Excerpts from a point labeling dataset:
——
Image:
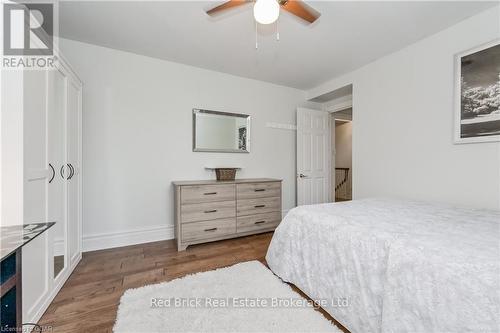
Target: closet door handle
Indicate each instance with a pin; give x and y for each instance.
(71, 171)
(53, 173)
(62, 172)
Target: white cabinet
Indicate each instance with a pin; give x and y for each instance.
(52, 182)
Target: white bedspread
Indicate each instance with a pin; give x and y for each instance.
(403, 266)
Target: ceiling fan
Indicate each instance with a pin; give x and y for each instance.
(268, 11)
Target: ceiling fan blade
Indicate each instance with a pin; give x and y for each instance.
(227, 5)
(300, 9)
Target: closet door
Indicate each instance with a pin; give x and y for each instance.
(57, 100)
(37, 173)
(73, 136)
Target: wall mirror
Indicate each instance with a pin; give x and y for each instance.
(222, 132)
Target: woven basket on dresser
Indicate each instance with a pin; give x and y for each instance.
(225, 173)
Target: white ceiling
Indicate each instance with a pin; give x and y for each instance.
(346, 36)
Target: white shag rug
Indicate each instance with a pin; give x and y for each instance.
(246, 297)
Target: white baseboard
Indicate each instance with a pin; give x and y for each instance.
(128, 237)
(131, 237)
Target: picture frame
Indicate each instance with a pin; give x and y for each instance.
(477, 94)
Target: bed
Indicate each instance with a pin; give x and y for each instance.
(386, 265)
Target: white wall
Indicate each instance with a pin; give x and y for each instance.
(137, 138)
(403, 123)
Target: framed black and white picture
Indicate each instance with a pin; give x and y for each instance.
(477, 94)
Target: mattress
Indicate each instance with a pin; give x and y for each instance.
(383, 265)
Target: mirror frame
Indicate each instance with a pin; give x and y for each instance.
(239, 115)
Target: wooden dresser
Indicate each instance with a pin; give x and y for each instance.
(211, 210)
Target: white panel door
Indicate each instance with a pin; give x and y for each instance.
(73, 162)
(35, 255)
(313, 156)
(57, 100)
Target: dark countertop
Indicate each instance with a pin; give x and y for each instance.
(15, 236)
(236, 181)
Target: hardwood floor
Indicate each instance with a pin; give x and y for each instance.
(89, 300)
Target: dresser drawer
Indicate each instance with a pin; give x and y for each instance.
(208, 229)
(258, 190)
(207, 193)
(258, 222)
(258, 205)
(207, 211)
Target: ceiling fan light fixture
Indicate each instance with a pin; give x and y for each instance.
——
Objective:
Quote the rows verbatim, starting at the line that contains "Target: white shag rug" and ending at the last line of the rows, including both ends.

Completed exercise:
Target: white shag rug
Indicate each instance with a pin; give x and y for each instance.
(246, 297)
Target: white baseboard
Indicate each instance with a pin; give x and y for each instance.
(128, 237)
(131, 237)
Target: picture frame
Indicate each instance with a pin; give x and y for each instance.
(477, 94)
Target: bed
Indicate each instance with a pin; give x and y for each instance.
(386, 265)
Target: white wall
Indicate each instance with a pin; give x and y for each instance.
(137, 138)
(403, 123)
Target: framed black and white picture
Indicate each instance with a pin; give x and y for each instance.
(477, 94)
Target: mattress
Indicate each instance with a pin; give x and y for each instance.
(383, 265)
Target: mirror frame
Indicate each instance with a pin; give x and y for each instance.
(239, 115)
Target: wooden dresser
Indicate each instance with a pin; give x and y for each instance.
(211, 210)
Target: white panel door
Indicate each instance with a pin; give x and y for each instance.
(73, 162)
(35, 255)
(313, 156)
(57, 100)
Target: dark countertop
Indicate each instance with a pin; give x and y for each instance.
(15, 236)
(236, 181)
Target: hardwood floor
Indicate each instance with a pin; give x and y for each instance.
(89, 300)
Target: dresser drawer
Indicate each instance with a pin; give x and y for each instance.
(208, 229)
(258, 190)
(207, 193)
(258, 222)
(258, 205)
(207, 211)
Target: ceiling fan light fixture
Indicate each instance with a pin; give x and y for each instance.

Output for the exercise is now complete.